_Set problem:_ Reproduce every row below verbatim, leaving out the pictures.

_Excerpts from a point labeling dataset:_
::::
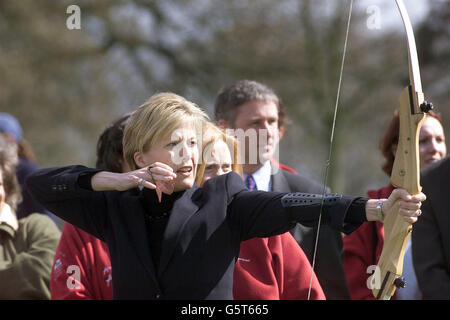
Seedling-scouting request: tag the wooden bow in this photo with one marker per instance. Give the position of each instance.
(406, 170)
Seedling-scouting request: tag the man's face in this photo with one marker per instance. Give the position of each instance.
(261, 116)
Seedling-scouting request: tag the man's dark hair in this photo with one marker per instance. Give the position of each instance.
(109, 146)
(231, 97)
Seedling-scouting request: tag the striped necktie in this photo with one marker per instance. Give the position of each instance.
(250, 183)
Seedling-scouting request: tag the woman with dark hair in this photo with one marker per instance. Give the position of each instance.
(363, 247)
(184, 244)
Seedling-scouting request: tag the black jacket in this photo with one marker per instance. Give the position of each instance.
(431, 233)
(202, 238)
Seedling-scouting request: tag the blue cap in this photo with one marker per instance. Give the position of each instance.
(10, 125)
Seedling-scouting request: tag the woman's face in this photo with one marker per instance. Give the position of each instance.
(431, 142)
(219, 162)
(179, 151)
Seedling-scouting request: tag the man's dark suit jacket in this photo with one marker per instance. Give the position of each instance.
(202, 238)
(431, 233)
(328, 266)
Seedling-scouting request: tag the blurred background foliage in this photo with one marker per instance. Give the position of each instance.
(66, 85)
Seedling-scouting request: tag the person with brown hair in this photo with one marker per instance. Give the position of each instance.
(363, 247)
(270, 268)
(11, 127)
(183, 244)
(78, 248)
(27, 245)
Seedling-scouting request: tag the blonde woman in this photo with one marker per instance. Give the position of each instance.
(185, 246)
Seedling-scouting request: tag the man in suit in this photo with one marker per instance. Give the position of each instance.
(256, 116)
(431, 236)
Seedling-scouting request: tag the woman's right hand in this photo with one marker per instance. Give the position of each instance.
(147, 177)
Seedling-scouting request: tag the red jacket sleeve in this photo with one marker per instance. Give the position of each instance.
(274, 268)
(81, 268)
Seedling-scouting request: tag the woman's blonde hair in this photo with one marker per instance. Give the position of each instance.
(155, 120)
(212, 134)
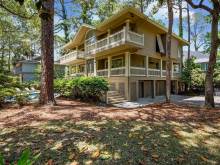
::::
_Full output:_
Seedling-scouting request: tag the wooden bow in this photo with one marker per instance. Give the position of each instance.
(406, 170)
Seedling-scouting request: tag the man's face in this photo with one marker per instance. Give the position of each instance.
(261, 116)
Seedling-scouting request: tag the man's dark hair in this photo with one marker per instance. Give the position of each instance.
(109, 146)
(231, 97)
Seedling-scouting request: tag the striped necktie in this photo with one marker per instance. Give the position of each instance.
(250, 183)
Seedling-scouting request: tag the woman with dark hair in this photo with one marker per instance. Give the position of each instance.
(363, 247)
(184, 244)
Seedling-scouting request: tag the black jacket in this photo with one marker per instance. Give the position of each instance.
(431, 233)
(202, 238)
Seedling-scouting request: tag the blue cap in this photo with one marker per instance. Give the position of each instance.
(10, 125)
Seedling-scouting request: tag the woman's face in this photo with one marker per instance. Give the position of each instance.
(431, 142)
(219, 162)
(179, 151)
Seedling-scouting request: tag the man's dark suit jacket in this photo with one marker per instance. Give the position of each instance.
(202, 238)
(431, 233)
(328, 266)
Seedling-scouting request: tag the blurred background foliage in this photo with one marker per instance. Give the position of each instance.
(66, 85)
Seedling-scouting request: tag the person with brown hair in this photo with one marker per instance. Give the position of each instance.
(363, 247)
(270, 268)
(11, 127)
(183, 244)
(78, 248)
(27, 245)
Seedling-scouting request: tag the blonde woman in this photo with one marker per instance. Give the position of each instance.
(185, 246)
Seedling-scouting request: tag the man in suit in this photo with one marker per instance. Give the position of each instance.
(256, 116)
(431, 236)
Seedling-scouting request: tag the woman's right hand in this photo with one marker per instance. Give the position of each instance.
(147, 177)
Seedling-scouting request: tag the red jacket sleeve in this photo with one marker per instance. Give the position of each instance.
(274, 268)
(81, 268)
Seedling-scouting request: tag the woman's blonde hair in this photo with one marker per instance. Give the position of each instance.
(155, 120)
(212, 134)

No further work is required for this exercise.